Extract to read:
-- Begin --

On 2023/5/5 23:51, Guilherme G. Piccoli wrote:
On 05/05/2023 04:21, Qu Wenruo wrote:
[...]
Exactly, the biggest problem is the multi-device support.
Btrfs needs to search and assemble all devices of a multi-device
filesystem, which is normally handled by things like LVM/DMraid, thus
other traditional fses won't need to bother that.
Hi Qu, thanks a bunch for your feedback, and for validating my
understanding of the issue!
[...]
I would prefer a much simpler but more explicit method.
Just introduce a new compat_ro feature, maybe call it SINGLE_DEV.
By this, we can avoid multiple meanings of the same super member, nor
need any special mount option.
Remember, mount option is never a good way to enable/disable a new feature.
The better method to enable/disable a feature should be mkfs and btrfstune.
Then go mostly the same of your patch, but maybe with something extra:
- Disbale multi-dev code
Include device add/replace/removal, this is already done in your
patch.
- Completely skip device scanning
I see no reason to keep btrfs with SINGLE_DEV feature to be added to
the device list at all.

-- End --

Please quote the btrfs email thread word for word, everything from "Remember, mount option" down to "mkfs and btrfstune.". The rows have nothing to do with the btrfs email thread.

Information provided:
-- Begin --

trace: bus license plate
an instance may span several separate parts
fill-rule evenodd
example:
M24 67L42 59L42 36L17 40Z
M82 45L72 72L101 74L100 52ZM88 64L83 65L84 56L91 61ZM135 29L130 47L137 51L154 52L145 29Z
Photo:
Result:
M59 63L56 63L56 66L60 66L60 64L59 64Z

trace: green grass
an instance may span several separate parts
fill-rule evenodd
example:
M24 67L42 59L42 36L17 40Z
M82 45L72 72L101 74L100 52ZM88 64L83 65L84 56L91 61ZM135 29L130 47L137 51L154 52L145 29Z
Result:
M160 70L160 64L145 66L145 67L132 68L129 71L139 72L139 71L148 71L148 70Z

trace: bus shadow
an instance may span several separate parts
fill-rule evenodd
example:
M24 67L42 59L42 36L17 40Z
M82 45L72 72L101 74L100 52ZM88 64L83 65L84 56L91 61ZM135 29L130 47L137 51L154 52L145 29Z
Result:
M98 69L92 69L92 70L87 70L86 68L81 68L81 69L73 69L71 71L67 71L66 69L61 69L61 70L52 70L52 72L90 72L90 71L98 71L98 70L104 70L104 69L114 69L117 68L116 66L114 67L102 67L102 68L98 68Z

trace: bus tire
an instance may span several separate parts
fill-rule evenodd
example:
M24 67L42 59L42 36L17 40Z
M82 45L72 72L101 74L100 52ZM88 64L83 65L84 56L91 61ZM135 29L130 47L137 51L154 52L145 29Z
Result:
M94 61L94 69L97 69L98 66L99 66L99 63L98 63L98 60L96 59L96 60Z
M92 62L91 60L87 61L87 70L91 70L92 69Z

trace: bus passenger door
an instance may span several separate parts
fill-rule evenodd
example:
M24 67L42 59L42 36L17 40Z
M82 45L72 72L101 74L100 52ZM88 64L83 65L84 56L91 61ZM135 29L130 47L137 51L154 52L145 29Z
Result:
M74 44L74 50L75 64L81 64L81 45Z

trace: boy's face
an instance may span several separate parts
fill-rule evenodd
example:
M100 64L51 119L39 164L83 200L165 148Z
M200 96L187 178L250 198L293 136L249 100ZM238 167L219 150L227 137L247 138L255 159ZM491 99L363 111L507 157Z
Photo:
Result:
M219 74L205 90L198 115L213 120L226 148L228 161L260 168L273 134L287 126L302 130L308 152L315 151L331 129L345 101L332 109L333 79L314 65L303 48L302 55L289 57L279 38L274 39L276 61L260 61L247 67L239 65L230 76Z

-- End --

The answer:
Remember, mount option is never a good way to enable/disable a new feature.
The better method to enable/disable a feature should be mkfs and btrfstune.